◆ Your goal
Which lines below mention "church"? Pick each one out.

[Region pointing data]
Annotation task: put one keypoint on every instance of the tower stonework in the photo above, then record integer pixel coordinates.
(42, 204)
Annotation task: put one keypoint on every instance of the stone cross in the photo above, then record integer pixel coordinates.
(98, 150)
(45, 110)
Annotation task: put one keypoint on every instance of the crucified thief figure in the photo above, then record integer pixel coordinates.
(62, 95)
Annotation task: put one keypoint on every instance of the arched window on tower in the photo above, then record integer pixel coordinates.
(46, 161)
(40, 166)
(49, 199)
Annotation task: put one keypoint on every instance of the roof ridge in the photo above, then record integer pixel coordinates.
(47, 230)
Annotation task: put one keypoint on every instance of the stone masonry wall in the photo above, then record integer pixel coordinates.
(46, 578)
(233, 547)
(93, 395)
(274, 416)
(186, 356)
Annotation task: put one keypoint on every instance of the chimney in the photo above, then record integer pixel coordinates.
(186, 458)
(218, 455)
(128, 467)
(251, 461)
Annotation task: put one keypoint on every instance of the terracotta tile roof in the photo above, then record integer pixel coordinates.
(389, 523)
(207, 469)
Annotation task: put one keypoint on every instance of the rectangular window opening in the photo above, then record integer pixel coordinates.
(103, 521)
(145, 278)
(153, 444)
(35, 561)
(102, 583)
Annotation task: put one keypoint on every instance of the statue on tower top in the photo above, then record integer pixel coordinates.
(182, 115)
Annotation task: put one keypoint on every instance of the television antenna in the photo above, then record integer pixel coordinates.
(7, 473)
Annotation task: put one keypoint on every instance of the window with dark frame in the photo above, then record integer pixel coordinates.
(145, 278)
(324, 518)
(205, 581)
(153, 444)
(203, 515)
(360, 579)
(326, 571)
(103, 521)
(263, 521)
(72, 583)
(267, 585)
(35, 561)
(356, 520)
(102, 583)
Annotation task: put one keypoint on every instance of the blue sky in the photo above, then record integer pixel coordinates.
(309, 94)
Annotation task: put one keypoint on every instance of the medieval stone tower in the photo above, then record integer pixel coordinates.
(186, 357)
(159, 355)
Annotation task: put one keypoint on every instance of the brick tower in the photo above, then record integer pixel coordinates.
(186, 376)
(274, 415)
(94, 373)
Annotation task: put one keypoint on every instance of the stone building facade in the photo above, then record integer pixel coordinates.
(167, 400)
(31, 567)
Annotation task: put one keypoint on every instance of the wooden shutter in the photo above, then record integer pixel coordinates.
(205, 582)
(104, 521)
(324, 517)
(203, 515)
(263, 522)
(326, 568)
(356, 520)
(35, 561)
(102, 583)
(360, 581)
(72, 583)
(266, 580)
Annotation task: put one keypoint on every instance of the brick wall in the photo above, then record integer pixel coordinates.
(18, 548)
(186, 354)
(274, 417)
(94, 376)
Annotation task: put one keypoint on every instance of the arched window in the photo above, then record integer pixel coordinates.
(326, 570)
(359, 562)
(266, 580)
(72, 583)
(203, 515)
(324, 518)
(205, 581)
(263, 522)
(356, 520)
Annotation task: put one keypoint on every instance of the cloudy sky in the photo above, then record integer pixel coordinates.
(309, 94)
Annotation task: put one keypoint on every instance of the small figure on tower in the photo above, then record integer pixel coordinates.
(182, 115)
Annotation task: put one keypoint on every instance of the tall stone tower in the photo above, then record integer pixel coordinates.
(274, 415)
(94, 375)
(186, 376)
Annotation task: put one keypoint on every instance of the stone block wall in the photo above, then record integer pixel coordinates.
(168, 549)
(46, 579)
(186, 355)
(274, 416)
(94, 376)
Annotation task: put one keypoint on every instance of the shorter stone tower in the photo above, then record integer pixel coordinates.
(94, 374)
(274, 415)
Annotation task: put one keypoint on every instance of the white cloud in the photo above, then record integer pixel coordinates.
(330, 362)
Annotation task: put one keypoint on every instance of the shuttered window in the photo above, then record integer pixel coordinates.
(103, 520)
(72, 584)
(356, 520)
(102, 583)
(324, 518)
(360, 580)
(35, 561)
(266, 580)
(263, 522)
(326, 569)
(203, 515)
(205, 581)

--

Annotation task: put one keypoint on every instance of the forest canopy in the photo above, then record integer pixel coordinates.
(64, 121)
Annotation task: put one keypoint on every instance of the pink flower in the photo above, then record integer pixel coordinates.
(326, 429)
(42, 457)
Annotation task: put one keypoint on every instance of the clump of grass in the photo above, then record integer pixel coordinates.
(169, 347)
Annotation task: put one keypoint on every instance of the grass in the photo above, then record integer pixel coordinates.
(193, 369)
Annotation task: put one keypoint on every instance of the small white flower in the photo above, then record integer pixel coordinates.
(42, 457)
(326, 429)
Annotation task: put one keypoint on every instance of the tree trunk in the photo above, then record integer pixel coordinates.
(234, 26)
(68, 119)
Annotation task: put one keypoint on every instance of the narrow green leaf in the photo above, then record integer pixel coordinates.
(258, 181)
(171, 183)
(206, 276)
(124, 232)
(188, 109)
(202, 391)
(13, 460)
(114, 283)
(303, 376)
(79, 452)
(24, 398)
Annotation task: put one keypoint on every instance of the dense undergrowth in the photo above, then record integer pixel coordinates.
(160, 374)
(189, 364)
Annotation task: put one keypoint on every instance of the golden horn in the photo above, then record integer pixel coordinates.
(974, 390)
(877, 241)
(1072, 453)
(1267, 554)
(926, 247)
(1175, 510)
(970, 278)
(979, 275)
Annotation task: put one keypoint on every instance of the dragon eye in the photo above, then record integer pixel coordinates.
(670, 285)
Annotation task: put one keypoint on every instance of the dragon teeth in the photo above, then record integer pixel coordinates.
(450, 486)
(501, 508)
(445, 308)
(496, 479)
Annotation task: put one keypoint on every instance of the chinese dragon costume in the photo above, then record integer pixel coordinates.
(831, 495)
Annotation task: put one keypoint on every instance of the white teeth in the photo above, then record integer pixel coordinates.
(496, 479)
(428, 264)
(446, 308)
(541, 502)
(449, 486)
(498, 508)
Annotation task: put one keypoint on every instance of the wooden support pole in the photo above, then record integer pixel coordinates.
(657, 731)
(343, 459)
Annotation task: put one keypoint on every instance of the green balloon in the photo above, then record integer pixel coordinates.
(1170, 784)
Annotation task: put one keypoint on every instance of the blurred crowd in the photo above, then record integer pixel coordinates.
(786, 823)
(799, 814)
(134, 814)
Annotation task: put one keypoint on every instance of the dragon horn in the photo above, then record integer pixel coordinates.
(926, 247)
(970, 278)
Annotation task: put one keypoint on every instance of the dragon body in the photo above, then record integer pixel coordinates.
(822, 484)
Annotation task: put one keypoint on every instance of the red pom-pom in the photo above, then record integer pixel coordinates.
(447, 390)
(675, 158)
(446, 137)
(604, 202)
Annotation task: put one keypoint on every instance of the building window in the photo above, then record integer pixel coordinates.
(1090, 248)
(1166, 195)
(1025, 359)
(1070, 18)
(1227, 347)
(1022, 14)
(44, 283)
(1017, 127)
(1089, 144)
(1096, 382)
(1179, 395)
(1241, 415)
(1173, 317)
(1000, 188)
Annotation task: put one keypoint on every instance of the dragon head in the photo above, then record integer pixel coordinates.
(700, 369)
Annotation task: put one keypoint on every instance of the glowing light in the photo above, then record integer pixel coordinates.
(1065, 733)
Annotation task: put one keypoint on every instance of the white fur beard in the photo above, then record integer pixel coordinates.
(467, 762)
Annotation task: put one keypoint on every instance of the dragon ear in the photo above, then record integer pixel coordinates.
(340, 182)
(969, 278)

* * *

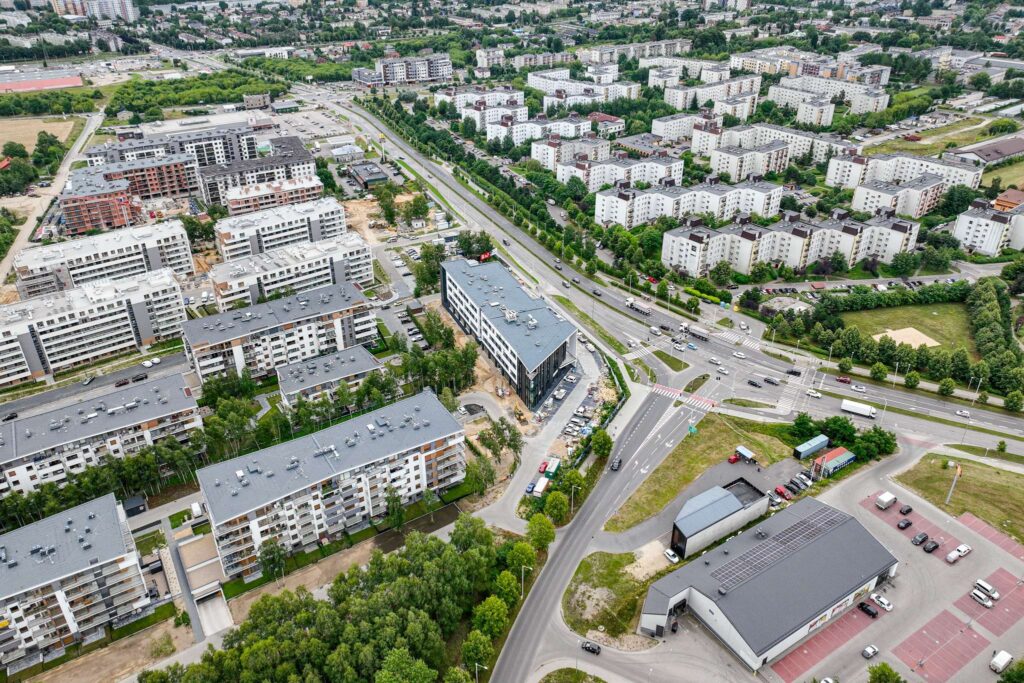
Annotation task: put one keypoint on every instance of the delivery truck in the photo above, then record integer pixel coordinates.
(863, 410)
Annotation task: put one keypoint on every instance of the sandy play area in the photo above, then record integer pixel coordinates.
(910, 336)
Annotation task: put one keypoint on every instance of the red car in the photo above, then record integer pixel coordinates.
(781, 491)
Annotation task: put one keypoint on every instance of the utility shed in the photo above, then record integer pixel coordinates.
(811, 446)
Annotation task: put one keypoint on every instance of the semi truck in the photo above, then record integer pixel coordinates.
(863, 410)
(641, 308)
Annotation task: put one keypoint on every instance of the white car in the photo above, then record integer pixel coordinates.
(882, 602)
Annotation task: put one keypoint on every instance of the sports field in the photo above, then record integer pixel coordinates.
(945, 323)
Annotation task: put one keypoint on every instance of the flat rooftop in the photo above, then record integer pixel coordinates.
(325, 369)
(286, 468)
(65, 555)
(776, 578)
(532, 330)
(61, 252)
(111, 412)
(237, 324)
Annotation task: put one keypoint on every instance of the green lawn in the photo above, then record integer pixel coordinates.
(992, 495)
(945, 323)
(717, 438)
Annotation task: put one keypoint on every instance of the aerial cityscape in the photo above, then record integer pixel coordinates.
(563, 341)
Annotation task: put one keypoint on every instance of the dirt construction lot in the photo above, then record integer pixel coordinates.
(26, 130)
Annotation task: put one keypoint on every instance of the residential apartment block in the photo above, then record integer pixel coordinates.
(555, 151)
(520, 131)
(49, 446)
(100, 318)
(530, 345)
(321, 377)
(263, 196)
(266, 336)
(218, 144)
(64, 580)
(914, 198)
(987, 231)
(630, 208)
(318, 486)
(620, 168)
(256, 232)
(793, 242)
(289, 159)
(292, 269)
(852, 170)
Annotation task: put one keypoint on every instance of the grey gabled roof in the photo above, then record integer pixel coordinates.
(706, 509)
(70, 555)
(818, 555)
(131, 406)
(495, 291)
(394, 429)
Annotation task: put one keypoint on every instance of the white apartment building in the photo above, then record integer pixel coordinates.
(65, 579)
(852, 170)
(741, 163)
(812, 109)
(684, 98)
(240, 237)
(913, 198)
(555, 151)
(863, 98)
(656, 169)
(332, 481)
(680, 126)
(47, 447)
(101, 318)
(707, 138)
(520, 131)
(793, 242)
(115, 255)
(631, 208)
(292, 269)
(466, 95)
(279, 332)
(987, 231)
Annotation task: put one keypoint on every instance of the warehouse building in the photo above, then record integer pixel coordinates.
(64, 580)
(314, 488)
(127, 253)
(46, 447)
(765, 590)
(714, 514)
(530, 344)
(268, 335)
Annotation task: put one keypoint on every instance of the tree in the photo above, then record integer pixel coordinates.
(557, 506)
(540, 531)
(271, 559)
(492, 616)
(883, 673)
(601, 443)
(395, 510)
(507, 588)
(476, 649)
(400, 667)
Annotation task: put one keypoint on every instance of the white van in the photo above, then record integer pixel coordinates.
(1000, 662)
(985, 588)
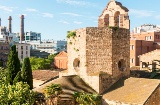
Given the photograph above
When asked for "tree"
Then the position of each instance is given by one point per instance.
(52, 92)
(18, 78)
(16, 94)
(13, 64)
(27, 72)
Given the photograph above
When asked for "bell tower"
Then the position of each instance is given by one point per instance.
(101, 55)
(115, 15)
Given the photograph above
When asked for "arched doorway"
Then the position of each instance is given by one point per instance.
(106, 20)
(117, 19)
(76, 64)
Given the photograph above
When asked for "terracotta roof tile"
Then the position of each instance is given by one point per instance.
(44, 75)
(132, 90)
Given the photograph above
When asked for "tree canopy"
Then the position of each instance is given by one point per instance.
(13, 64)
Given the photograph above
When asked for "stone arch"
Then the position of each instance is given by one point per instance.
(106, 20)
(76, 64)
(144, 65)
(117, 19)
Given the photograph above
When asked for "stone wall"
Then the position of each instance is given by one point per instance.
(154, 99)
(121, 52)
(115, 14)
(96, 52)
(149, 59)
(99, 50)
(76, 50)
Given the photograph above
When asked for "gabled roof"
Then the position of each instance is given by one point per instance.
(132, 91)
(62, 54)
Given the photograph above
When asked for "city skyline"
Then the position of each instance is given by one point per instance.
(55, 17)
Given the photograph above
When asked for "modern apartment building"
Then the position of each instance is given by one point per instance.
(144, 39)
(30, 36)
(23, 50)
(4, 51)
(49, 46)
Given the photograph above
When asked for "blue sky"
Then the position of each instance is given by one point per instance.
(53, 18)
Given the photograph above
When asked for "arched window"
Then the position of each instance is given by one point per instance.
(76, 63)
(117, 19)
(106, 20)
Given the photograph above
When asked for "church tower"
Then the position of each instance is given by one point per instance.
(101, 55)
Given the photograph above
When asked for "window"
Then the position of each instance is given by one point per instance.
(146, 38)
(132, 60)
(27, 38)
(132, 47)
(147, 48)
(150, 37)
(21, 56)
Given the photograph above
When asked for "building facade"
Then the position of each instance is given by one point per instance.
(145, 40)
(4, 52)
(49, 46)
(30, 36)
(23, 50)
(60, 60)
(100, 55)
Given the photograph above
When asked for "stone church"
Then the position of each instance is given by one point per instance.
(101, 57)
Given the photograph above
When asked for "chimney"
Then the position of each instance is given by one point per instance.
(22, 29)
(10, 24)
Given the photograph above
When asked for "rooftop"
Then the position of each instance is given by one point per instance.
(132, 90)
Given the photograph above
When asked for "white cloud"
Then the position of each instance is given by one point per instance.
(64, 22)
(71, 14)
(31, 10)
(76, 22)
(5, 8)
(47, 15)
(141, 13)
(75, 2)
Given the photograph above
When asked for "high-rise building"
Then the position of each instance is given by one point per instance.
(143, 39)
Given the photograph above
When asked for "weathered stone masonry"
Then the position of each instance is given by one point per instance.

◆ Reply to the exercise
When asked for "church tower"
When asked for "stone church"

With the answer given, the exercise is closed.